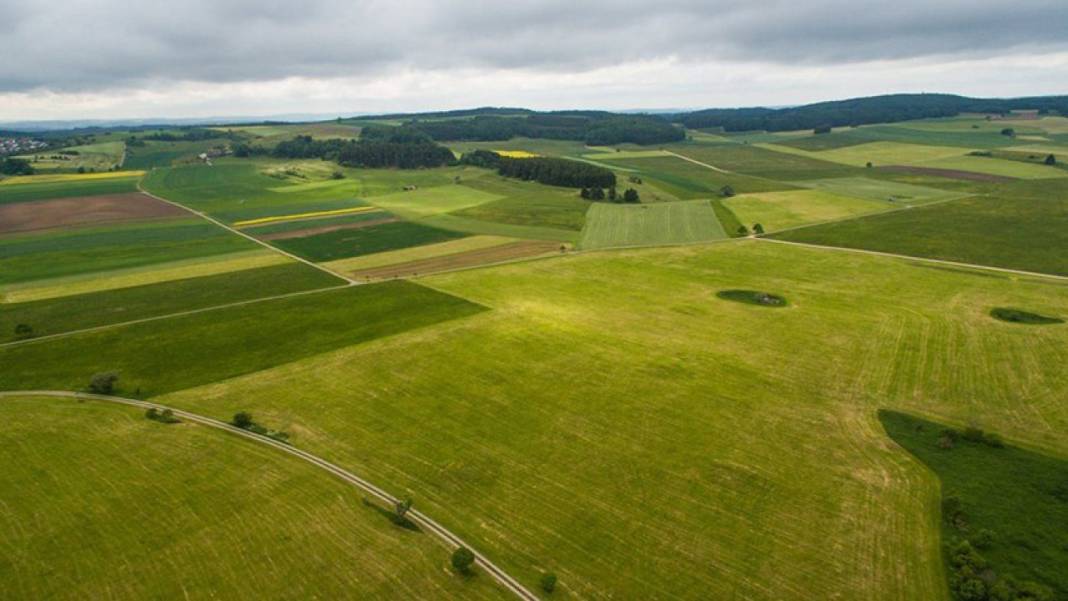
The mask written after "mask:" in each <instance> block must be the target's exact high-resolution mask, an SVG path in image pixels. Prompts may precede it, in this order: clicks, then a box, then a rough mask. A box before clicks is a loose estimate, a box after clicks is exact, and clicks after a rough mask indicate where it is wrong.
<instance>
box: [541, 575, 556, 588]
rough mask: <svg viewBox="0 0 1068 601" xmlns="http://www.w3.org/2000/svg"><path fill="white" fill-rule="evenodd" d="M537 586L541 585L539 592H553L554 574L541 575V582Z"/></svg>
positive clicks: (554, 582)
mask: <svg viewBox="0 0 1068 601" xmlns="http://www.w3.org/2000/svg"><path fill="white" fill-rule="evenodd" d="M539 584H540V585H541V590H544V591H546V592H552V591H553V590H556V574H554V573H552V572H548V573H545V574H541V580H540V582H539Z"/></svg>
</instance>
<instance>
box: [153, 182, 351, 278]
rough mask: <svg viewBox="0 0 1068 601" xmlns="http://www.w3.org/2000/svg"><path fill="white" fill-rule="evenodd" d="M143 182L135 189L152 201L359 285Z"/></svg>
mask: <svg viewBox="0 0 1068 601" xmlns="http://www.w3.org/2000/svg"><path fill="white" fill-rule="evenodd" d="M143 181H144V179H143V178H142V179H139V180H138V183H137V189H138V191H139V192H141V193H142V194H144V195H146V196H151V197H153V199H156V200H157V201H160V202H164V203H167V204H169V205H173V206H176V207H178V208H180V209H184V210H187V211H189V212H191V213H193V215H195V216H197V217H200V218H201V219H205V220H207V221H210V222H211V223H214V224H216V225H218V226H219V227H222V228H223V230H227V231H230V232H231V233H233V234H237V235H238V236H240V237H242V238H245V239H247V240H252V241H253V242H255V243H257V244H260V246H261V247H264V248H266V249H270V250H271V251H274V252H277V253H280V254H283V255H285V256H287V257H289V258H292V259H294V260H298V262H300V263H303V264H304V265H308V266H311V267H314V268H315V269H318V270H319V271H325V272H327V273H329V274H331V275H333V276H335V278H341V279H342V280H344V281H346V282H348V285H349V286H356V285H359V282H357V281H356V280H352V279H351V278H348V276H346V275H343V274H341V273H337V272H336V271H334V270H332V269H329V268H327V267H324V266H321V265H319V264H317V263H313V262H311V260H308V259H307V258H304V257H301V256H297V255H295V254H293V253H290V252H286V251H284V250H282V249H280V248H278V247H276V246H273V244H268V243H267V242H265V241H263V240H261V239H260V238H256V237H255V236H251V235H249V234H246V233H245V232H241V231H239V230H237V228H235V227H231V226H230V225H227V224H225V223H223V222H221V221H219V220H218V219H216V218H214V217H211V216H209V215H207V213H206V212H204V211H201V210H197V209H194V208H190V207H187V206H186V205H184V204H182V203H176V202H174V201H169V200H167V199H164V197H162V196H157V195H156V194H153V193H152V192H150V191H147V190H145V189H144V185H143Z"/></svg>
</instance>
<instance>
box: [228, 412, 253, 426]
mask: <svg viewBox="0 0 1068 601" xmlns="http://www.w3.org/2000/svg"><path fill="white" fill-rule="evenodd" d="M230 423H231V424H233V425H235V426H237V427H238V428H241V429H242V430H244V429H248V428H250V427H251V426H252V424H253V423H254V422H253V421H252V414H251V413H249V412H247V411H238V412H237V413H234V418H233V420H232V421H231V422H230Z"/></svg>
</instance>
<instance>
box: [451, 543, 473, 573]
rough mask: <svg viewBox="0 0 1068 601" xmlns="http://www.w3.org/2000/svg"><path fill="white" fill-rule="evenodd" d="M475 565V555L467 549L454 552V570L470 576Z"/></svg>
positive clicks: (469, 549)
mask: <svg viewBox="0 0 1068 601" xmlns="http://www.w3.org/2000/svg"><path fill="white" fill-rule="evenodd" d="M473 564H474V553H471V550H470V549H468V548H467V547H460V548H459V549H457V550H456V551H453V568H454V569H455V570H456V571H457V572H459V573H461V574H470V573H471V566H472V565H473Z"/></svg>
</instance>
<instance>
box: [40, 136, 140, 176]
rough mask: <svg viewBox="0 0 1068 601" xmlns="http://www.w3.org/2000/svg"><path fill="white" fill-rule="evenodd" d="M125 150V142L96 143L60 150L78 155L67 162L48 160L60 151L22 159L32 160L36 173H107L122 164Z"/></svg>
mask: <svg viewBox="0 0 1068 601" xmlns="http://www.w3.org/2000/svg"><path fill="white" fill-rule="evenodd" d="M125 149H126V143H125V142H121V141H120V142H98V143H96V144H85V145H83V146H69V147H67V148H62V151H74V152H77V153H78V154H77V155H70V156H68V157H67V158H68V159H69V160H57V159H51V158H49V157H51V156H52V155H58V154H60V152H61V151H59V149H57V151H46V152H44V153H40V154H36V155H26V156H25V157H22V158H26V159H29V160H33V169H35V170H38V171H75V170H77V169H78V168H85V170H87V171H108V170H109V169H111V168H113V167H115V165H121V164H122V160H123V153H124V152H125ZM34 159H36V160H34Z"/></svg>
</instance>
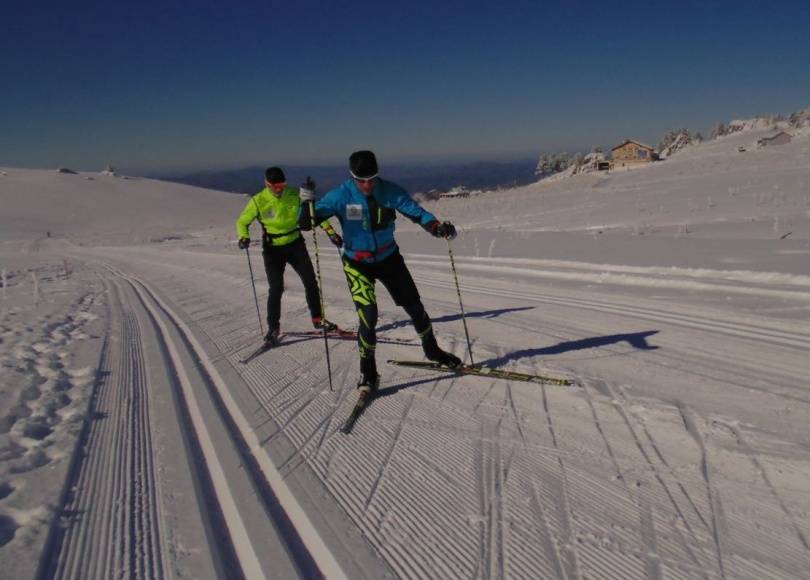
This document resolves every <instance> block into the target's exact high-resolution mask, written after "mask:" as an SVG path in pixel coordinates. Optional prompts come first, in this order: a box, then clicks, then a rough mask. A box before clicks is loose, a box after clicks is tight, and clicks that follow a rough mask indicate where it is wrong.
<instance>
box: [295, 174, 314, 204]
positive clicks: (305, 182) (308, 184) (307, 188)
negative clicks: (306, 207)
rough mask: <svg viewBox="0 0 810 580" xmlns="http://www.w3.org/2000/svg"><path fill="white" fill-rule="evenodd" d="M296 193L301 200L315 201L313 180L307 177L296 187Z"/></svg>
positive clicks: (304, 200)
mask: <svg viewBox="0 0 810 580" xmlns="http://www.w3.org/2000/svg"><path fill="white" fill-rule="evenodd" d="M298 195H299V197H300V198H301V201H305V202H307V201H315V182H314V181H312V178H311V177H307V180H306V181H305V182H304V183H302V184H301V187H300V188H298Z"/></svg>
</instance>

***

- [Task to carry out]
Please gather every line of the items above that contains the word "order". Case counts.

- [Finished exercise]
The mask written after "mask:" in each <instance> block must be the target's exact high-resolution mask, an SVG path in image pixels. Prompts may precede it, in this order: clicks, then a box, then a rough mask. A box before clicks is a loose estimate, a box after clicks is exact, and clicks after a rough mask indicate where it is wrong.
This document resolves every <instance> block into the target's exact high-resolution mask, written after "mask:" as an SVG path in pixel coordinates. Optional prompts come first, in this order: a box, then clicks, then a rough mask. A box before clicks is loose, a box after clicks is tight, and clicks that follow a rough mask indicate where it is wrong.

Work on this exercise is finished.